## begin Selection
# A Recent SketchUp Project



## SketchUp Guru (12 Aug 2007)

It isn't completed yet but here it is. It's a china cabinet designed to fit in a narrow hallway. 60" long and 12.75" deep. This is a design for a friend to build so I've been working so that the parts can all be dimensioned. Still need to do most of the joinery but that'll be easy enough.


----------



## DaveL (12 Aug 2007)

Dave R":22yob640 said:


> Still need to do most of the joinery but that'll be easy enough.


I will have to take your word on that. :? 

Nice looking cabinet,  but I don't like the donkey brown finish, it could be any old wood underneath. :twisted:


----------



## SketchUp Guru (12 Aug 2007)

Donkey brown!? It's coffee brown.

I don't know what wood the builder will use.


----------



## DomValente (12 Aug 2007)

I like that design Dave, have you copyrighted it ? If not may I..........

Dom


----------



## SketchUp Guru (12 Aug 2007)

Thanks Dom. As to copyrights, I think the guy I've been drawing it for might own them although I've been wondering about doing something with this.


----------



## DomValente (12 Aug 2007)

Fair enough Dave.  

Dom


----------



## SketchUp Guru (20 Aug 2007)

A couple more views as the cabinet has evolved. Evolution is a slow process so not a lot of changes.




Overlay drawers as requested by the builder/owner. I drew the drawers to be built as NK style drawers. The center door has been moved to the front track.




Mostly just a different display style than the first. 

There's still some joinery details to draw and the dimensioned drawings to make but they'll have to wait until after I get back from a trip to Maine. There are several lobsters there with my name on them. Yummy!


----------
## end Selection
■ **Aim A**:
Return the passage of the china cabinet thread that begins at the words "Overlay drawers as" and stops after "the front track.".
■ **Aim B**:
Say whether each statement agrees with the china cabinet thread, answering yes or no and quoting the deciding words: (i) The drawers were drawn to be built as NK style drawers. (ii) The center door was moved to the back track. (iii) The designer knows which wood the builder will use.
■ **Aim C**:
In the china cabinet thread, what color does SketchUp Guru say the finish is when DaveL calls it donkey brown?
The data here has no connection to the china cabinet thread.
## begin Provided material
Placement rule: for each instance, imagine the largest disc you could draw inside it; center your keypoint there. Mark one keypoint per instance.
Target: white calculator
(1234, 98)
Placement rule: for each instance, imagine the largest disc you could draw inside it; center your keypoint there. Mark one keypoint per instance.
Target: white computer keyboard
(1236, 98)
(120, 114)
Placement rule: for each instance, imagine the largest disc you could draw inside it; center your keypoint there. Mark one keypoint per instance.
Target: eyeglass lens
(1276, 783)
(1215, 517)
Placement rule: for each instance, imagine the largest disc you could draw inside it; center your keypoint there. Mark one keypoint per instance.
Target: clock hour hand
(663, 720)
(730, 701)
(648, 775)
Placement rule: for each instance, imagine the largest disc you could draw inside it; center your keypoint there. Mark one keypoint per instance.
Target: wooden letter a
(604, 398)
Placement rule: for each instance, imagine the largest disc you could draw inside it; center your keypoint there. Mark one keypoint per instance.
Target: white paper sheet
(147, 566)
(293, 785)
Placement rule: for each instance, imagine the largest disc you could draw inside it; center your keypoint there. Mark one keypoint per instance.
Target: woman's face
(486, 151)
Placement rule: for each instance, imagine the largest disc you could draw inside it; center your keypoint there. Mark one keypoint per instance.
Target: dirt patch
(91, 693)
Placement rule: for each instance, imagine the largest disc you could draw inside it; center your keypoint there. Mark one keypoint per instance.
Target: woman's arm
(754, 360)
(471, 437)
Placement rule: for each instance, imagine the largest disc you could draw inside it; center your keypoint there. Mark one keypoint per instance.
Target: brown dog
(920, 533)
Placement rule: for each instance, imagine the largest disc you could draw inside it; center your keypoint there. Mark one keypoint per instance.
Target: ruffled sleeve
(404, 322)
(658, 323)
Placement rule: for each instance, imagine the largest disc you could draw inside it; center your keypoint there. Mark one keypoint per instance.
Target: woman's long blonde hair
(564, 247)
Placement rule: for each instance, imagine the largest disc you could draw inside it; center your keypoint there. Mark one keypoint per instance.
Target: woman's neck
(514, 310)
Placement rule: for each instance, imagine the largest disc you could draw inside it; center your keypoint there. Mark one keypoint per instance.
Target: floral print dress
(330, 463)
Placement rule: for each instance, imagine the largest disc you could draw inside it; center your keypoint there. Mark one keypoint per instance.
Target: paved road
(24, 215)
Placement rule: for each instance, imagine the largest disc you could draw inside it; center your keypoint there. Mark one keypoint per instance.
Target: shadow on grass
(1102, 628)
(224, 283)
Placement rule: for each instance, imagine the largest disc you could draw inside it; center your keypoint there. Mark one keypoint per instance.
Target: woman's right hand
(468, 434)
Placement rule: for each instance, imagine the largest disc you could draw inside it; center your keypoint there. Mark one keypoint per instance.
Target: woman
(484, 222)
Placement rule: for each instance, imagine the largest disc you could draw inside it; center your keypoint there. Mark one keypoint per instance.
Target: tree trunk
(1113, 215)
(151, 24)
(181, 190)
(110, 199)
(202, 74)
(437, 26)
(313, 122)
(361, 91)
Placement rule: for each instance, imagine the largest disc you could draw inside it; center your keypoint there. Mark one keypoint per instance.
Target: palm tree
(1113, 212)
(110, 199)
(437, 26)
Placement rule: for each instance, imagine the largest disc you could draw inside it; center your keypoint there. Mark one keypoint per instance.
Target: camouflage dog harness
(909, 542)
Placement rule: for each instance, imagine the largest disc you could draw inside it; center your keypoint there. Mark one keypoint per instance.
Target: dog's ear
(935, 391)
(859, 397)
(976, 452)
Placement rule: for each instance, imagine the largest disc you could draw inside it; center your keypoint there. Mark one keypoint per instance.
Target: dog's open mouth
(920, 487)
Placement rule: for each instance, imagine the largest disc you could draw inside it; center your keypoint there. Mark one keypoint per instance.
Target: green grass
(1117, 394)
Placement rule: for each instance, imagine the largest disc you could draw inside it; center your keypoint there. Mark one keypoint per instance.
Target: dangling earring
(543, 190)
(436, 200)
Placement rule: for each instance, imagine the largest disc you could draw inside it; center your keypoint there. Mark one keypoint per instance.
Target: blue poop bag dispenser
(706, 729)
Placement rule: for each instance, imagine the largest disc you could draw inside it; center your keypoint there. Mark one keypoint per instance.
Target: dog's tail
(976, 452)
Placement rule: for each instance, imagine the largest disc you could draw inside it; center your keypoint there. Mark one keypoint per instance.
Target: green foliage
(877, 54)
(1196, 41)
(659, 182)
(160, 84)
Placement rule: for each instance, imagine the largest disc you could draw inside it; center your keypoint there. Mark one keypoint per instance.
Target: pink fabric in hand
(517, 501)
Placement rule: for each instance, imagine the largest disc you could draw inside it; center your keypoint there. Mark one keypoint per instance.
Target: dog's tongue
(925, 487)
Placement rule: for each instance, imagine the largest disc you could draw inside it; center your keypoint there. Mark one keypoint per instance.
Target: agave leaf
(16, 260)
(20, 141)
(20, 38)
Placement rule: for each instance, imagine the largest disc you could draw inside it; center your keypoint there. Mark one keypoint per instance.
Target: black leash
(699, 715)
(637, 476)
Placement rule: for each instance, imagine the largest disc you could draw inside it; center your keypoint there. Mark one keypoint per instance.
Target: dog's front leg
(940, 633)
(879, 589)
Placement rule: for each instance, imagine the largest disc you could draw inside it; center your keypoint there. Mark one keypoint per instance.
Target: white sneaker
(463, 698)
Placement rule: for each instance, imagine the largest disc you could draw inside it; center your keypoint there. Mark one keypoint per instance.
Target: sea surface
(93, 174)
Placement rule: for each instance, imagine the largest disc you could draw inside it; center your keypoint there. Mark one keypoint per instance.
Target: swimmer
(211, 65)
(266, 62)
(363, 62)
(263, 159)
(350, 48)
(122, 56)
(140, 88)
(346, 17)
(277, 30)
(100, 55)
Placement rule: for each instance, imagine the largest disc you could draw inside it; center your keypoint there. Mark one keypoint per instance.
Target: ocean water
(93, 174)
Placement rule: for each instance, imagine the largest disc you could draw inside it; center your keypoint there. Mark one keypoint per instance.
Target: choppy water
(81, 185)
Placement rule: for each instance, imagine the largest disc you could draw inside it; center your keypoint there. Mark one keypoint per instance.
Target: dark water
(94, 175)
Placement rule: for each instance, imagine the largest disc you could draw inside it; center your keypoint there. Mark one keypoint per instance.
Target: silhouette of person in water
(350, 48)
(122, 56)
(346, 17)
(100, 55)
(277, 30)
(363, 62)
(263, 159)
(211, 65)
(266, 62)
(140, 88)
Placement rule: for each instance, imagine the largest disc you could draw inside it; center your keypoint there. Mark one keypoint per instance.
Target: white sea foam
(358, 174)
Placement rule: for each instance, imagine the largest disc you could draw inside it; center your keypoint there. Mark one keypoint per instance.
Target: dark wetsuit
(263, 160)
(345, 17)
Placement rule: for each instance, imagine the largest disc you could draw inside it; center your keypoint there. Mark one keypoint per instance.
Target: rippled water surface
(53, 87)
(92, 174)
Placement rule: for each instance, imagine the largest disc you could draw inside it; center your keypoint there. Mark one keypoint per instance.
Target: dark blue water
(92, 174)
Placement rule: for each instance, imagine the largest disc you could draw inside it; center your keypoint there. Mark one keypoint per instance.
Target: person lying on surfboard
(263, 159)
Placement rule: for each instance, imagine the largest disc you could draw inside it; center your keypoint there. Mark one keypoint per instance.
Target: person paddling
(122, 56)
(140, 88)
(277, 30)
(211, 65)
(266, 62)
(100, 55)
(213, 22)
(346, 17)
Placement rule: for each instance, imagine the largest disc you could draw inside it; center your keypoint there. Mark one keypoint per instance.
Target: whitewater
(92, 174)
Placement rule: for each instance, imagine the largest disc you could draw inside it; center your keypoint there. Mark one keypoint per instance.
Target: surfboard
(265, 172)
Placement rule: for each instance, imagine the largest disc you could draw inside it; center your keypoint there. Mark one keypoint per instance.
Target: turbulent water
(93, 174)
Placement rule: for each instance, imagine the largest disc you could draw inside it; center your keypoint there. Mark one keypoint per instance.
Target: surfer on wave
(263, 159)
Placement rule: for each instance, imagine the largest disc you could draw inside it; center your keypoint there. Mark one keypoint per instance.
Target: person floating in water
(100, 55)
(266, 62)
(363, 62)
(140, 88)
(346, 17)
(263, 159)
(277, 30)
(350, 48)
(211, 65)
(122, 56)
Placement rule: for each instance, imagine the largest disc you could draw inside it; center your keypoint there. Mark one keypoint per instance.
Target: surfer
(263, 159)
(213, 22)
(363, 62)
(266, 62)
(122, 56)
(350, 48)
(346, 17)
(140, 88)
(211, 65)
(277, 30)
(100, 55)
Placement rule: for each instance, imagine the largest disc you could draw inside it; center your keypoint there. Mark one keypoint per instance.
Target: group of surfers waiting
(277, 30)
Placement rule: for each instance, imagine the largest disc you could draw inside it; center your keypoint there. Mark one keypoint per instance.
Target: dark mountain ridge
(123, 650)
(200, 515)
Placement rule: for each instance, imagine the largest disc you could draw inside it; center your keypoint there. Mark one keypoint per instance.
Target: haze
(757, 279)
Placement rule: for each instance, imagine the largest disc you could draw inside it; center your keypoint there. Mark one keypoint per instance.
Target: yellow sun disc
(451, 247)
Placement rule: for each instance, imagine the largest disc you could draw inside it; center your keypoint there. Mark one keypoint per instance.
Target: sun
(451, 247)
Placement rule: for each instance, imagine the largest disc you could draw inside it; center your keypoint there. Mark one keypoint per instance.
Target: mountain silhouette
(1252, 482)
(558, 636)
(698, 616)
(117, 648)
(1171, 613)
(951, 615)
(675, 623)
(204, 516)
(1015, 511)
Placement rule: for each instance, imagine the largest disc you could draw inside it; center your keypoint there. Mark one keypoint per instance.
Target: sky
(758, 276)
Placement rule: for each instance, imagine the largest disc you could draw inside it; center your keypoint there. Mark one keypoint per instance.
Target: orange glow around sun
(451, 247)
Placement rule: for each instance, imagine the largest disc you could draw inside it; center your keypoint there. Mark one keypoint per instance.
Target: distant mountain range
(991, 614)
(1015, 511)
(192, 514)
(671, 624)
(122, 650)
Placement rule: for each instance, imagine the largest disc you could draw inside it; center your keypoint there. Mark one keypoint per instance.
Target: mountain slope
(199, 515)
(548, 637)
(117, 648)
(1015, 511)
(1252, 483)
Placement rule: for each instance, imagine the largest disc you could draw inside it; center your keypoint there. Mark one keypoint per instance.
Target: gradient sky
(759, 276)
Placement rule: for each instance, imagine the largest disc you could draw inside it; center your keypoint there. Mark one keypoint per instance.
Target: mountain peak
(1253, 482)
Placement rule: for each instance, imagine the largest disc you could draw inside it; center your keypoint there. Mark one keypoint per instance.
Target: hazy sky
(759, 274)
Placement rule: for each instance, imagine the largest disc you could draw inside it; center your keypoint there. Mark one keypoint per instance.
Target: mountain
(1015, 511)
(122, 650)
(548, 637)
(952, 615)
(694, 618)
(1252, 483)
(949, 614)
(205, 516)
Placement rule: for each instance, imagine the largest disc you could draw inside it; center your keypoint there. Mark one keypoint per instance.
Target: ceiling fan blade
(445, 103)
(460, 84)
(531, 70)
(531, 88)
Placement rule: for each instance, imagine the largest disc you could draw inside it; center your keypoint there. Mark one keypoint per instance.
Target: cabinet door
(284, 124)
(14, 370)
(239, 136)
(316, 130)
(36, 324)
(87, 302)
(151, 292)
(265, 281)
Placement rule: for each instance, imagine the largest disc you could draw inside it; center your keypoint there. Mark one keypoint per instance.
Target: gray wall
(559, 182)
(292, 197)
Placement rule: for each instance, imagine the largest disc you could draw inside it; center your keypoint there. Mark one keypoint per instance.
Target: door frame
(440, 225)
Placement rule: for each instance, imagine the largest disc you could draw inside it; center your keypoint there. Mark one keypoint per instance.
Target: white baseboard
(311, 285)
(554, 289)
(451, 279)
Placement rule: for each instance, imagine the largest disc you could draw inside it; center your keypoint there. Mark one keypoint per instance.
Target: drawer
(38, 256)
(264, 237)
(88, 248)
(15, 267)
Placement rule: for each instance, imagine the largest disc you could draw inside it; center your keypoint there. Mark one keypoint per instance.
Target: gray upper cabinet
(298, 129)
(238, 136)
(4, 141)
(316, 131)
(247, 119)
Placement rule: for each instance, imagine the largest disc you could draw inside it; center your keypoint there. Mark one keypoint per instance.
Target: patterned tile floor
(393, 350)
## end Provided material
■ **Complete answer A**:
Overlay drawers as requested by the builder/owner. I drew the drawers to be built as NK style drawers. The center door has been moved to the front track.

■ **Complete answer B**:
(i) Yes: "I drew the drawers to be built as NK style drawers."
(ii) No: "The center door has been moved to the front track."
(iii) No: "I don't know what wood the builder will use."

■ **Complete answer C**:
Coffee brown.